What to do: Count the lines in the records below that contain the string "crest", and reply with only that number.

/---

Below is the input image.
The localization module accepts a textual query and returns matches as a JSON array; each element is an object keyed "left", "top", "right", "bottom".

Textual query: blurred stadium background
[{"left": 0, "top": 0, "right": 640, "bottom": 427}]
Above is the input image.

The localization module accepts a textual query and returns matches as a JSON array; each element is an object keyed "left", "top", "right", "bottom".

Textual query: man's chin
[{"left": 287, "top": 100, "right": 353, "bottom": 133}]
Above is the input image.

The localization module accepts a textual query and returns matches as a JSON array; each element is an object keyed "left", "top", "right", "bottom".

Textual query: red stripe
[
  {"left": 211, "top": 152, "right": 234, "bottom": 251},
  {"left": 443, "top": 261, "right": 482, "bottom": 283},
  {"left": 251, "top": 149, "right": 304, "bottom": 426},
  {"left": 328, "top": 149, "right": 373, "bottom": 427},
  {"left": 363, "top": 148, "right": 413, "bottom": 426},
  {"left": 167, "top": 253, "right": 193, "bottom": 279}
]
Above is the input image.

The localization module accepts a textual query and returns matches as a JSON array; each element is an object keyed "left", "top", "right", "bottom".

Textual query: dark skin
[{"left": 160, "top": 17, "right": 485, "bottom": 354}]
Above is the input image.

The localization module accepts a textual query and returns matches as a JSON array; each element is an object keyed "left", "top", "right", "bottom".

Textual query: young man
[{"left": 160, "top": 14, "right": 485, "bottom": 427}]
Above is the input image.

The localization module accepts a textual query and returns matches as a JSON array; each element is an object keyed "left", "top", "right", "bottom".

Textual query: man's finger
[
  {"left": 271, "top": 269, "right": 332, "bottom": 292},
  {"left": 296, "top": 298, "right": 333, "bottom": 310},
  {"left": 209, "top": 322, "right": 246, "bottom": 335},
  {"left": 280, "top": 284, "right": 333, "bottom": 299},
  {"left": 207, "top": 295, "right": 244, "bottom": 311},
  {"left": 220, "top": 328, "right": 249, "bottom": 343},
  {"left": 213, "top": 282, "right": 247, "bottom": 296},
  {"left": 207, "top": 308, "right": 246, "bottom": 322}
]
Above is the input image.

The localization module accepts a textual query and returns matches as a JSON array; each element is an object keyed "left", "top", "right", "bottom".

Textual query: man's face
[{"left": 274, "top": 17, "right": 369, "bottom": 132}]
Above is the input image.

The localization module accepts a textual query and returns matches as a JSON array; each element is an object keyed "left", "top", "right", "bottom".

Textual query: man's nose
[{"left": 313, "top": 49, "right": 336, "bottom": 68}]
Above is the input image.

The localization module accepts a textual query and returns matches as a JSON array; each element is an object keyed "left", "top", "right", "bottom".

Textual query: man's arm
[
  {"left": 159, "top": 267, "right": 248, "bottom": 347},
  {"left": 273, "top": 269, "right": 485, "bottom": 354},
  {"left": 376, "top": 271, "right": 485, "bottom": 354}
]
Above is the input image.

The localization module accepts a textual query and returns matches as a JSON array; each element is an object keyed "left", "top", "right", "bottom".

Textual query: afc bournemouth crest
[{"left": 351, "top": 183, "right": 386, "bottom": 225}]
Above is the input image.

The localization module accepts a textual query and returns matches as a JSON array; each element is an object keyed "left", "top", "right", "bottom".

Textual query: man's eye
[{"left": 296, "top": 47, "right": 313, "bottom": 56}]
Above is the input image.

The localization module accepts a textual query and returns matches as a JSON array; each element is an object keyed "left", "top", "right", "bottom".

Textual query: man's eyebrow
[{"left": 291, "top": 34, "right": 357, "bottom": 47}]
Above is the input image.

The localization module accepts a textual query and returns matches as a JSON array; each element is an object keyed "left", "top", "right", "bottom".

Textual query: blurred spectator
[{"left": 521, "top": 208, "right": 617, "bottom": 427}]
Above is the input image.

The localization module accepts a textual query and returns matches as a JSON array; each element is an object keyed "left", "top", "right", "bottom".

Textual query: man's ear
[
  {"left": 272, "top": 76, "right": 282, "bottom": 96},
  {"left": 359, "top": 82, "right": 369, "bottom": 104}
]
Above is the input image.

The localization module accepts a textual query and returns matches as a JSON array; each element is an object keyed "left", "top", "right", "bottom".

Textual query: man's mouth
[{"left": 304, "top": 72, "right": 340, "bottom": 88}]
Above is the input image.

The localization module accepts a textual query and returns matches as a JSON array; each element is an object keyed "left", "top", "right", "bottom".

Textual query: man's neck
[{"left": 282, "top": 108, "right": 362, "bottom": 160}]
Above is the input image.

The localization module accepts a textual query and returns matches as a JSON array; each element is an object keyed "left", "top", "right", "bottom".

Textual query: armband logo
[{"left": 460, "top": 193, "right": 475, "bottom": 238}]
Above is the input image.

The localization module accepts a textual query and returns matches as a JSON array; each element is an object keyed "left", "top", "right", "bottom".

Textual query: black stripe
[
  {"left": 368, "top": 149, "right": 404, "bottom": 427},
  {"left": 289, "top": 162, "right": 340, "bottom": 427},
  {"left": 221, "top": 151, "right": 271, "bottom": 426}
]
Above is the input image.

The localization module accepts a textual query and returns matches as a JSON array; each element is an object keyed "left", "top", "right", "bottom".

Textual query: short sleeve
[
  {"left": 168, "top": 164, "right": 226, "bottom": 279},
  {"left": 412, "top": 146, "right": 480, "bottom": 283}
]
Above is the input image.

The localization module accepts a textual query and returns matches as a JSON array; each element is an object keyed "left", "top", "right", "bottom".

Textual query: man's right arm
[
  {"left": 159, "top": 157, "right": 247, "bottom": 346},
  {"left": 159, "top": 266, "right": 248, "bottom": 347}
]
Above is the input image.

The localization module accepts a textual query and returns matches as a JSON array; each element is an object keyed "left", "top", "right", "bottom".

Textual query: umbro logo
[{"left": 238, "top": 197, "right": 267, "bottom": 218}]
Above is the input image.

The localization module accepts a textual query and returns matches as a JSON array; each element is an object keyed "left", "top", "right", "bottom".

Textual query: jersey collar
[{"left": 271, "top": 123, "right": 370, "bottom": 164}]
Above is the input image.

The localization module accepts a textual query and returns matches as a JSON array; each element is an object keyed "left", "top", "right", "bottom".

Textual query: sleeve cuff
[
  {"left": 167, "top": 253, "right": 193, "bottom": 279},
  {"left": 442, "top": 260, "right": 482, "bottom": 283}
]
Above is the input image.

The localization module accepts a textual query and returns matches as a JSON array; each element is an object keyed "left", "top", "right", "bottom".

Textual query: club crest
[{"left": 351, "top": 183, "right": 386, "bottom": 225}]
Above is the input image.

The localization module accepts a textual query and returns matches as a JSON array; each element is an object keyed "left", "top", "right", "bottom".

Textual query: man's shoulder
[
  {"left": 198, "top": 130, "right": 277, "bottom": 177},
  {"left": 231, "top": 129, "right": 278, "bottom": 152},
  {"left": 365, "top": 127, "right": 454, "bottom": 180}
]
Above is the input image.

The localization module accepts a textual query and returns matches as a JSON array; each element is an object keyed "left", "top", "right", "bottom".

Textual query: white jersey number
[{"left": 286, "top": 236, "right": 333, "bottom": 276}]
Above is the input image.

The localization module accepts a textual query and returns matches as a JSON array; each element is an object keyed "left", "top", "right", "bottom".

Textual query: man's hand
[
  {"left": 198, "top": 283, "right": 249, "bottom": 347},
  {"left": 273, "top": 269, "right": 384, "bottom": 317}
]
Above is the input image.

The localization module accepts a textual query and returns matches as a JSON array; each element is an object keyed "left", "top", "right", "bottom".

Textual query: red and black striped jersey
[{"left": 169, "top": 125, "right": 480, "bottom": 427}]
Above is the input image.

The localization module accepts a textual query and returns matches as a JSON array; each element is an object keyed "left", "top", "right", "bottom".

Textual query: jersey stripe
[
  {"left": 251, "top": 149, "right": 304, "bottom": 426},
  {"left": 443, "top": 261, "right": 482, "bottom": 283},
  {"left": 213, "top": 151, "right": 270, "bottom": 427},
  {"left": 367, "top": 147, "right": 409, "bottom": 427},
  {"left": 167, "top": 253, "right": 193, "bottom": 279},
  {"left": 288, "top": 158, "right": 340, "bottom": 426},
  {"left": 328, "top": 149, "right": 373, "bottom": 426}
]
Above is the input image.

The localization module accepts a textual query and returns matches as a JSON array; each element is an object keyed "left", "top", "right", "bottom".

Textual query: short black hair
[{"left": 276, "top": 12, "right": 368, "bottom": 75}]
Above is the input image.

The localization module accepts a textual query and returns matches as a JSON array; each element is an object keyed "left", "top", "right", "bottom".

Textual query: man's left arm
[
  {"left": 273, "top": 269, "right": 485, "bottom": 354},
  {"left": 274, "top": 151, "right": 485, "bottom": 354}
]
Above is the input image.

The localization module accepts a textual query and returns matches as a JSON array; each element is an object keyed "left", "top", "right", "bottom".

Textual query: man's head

\---
/---

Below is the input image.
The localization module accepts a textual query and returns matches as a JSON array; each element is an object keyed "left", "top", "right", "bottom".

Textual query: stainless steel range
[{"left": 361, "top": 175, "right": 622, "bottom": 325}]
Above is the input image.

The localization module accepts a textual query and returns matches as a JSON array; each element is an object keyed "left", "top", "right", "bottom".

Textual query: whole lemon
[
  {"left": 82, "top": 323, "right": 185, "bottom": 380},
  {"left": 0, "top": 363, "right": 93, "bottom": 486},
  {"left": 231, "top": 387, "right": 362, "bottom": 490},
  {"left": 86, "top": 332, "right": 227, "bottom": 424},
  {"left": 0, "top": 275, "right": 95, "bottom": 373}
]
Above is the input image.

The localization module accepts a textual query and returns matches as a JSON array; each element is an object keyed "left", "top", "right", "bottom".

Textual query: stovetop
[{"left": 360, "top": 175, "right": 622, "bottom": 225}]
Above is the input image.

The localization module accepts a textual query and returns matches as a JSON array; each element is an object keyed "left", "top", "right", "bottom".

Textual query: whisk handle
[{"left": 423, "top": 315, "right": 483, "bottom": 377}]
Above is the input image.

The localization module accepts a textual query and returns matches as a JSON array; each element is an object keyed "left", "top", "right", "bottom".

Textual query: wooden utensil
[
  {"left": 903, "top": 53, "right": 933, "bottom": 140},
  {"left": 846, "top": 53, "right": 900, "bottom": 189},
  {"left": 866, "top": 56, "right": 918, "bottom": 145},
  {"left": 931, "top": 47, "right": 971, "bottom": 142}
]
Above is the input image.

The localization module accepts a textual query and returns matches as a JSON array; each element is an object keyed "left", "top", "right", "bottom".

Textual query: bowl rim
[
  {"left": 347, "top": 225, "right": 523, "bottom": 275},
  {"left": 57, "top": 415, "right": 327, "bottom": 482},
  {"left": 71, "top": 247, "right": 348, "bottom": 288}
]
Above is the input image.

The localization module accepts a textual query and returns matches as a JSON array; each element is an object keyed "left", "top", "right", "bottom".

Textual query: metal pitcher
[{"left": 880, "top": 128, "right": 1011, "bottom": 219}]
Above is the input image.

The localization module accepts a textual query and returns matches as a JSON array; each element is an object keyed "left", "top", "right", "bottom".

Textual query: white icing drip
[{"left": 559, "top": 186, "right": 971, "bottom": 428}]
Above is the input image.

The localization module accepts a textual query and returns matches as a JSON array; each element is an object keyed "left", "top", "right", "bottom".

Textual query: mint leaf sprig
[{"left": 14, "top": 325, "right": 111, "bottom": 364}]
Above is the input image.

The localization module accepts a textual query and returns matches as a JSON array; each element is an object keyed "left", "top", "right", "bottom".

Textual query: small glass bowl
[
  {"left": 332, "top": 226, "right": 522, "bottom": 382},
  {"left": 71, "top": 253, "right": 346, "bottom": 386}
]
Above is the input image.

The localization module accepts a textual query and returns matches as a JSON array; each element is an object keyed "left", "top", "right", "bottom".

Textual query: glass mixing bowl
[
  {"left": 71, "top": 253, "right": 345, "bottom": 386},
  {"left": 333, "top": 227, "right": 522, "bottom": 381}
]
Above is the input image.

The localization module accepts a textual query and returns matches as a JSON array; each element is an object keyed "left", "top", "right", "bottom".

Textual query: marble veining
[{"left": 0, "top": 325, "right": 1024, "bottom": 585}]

\---

Reply: 2